Por Luis Onofa
Hundida en el tráfago de los acontecimientos políticos y económicos del país se encuentra la fecha que debió y debería ser razón suficiente para instituir en Ecuador el Día de la Soberanía Nacional: 23 de junio de 1972. En esa fecha, hace 52 años, el gobierno militar del general Guillermo Rodríguez Lara creó la Corporación Estatal Petrolera Ecuatoriana (CEPE), llamada después Petroecuador, hecho que marcó el comienzo de una larga y azarosa historia de disputa del control de ese recurso natural entre el Estado ecuatoriano y las transnacionales petroleras, disputa llena de victorias y derrotas para el Ecuador. El suceso significaba también la ampliación del concepto de soberanía del país: ésta ya no era solo territorial sino también política y económica sobre sus recursos naturales.
Poco antes se había expedido la Ley de Hidrocarburos el propio gobierno de facto había declarado la propiedad estatal sobre el preciado recurso natural y le dio al Estado ecuatoriano el marco legal para crear su propia empresa petrolera. Hasta entonces, y desde la década de los años veinte del siglo pasado los yacimientos de la Península de Santa Elena, los únicos en producción en el país, habían sido explotados por la británica Anglo Ecuadorian 0ilfields sin que los ecuatorianos hubiesen percibido beneficio alguno de los ingresos generados por ese recurso. Mientras tanto, desde mediados de la década de los 60 del mismo siglo, el consorcio estadounidense Texaco-Gulf había estado buscando petróleo en la amazonía ecuatoriana, de cuya existencia ya se conocía desde al menos veinte años atrás. Y lo encontró en abundancia.

• _Filas de datos_:

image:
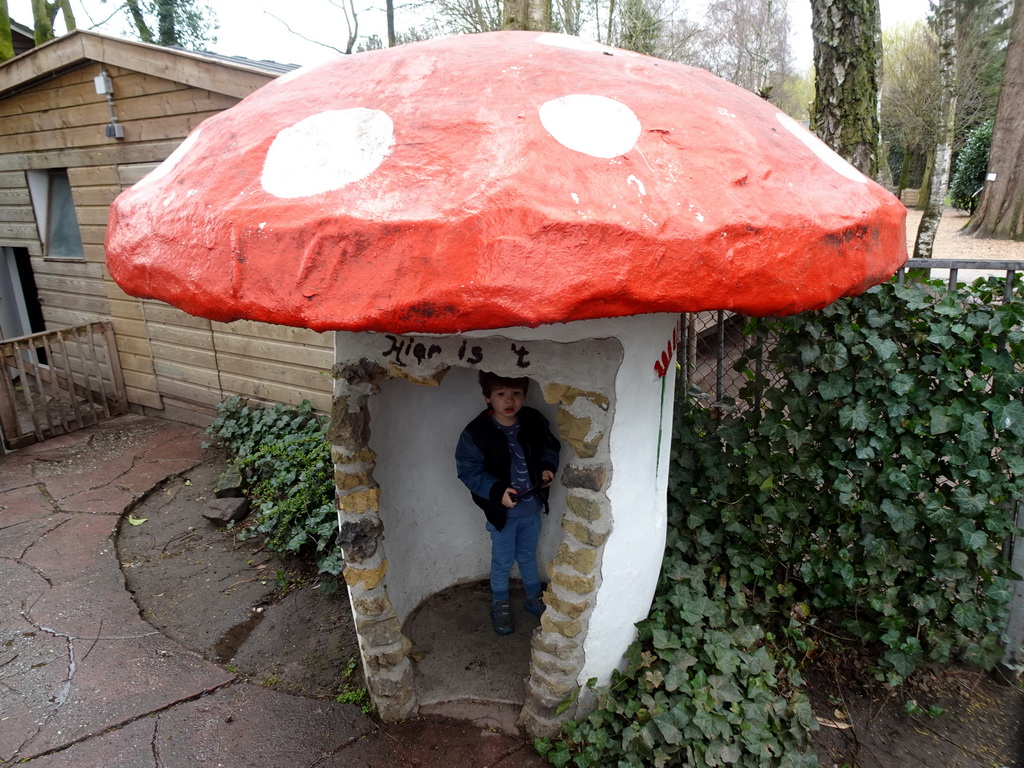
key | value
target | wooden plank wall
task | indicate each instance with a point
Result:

==

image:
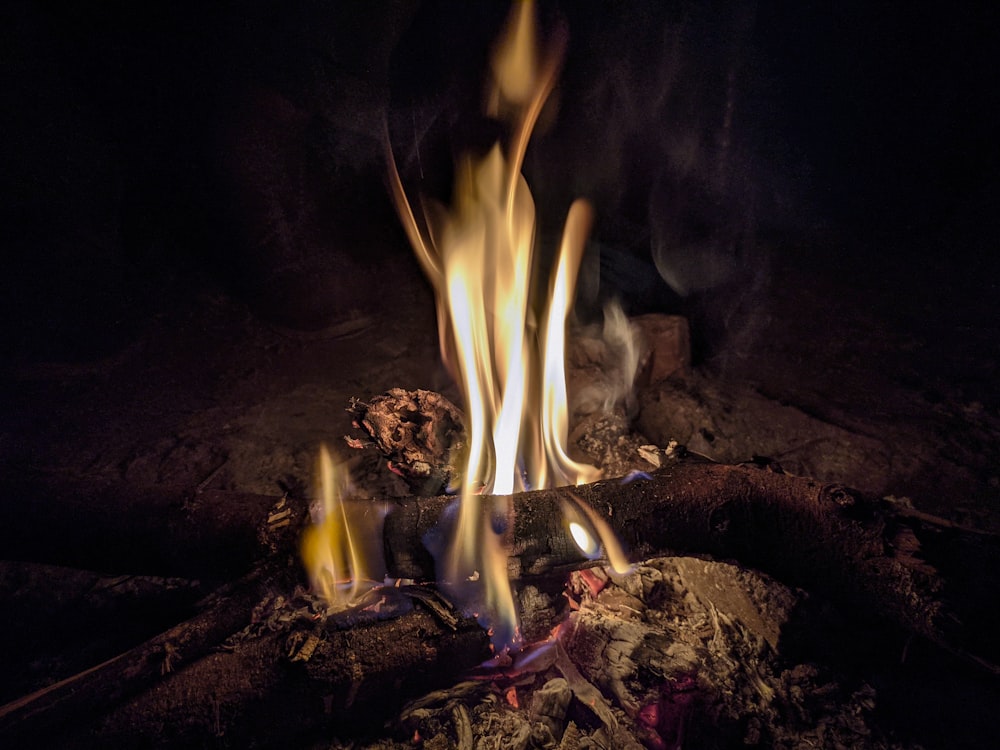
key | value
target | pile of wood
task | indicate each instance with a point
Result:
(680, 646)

• _Tareas del ejercicio_:
[1] En el texto sobre la creación de CEPE, convierte en una lista breve el párrafo que comienza con "Hundida en el tráfago" y conserva sus datos principales.
[2] Prosigue el texto sobre la creación de CEPE a partir de su última oración.

• _Respuestas por tarea_:
[1]
- El 23 de junio de 1972, hace 52 años, el gobierno militar del general Guillermo Rodríguez Lara creó la Corporación Estatal Petrolera Ecuatoriana (CEPE), después llamada Petroecuador.
- Esa fecha, hundida entre los acontecimientos políticos y económicos del país, debió y debería ser motivo para instituir en Ecuador el Día de la Soberanía Nacional.
- Marcó el inicio de una larga disputa por el control del petróleo entre el Estado ecuatoriano y las transnacionales petroleras, con victorias y derrotas para Ecuador.
- Amplió el concepto de soberanía, que dejó de ser solo territorial y pasó a ser también política y económica sobre los recursos naturales.

[2]
Con el aval del gobierno castrense y el respaldo de organizaciones sociales, de trabajadores y sectores progresistas del país, CEPE comenzó por adquirir las acciones de Gulf, que había sido accionista de algo más del 30 por ciento del consorcio transnacional, y luego compró la restante participación accionaria a Texaco, con lo que se convirtió en propietaria única del negocio petrolero en la amazonía. Mucho antes, en procesos más traumáticos para sus pueblos a causa de la oposición de las transnacionales petroleras, habían hecho lo propio México, con Lázaro Cárdenas; Brasil, con Getulio Vargas e Irán, con Mohammad Mosaddegh.
La narrativa que los adversarios de la nacionalización habían desplegado por el país era que éste carecía de la capacidad tecnológica para administrar una industria de alta y compleja tecnología. Pero CEPE demostró lo contrario: siguió explorando y confirmando la existencia de más petróleo en la amazonia; construyó la refinería de Esmeraldas, que funciona hasta ahora; tendió una red de poliductos con la que modernizó el abastecimiento de combustibles en el país. El Estado creó FLOPEC para el transporte marítimo de petróleo. Años más tarde pasó a manos de la estatal petrolera ecuatoriana, el Oleoducto Transecuatoriano, construido por Texaco-Gulf para el transporte de crudo desde la amazonía hasta Esmeraldas para su exportación a los mercados mundiales.
Con la nacionalización de la explotación petrolera, el país tuvo recursos que permitieron que su economía diera un salto desde la agroexportación hasta una incipiente modernización industrial y desarrollara una política exterior soberana, que le llevó a incorporarse a la OPEP, de la cual los gobiernos neoliberales la han retirado tantas veces cuantas han estado en el gobierno con el argumento de que las cuotas que el país debía aportar como miembro constituyen una carga que el fisco no puede asumir, como si la soberanía se midiera en dinero.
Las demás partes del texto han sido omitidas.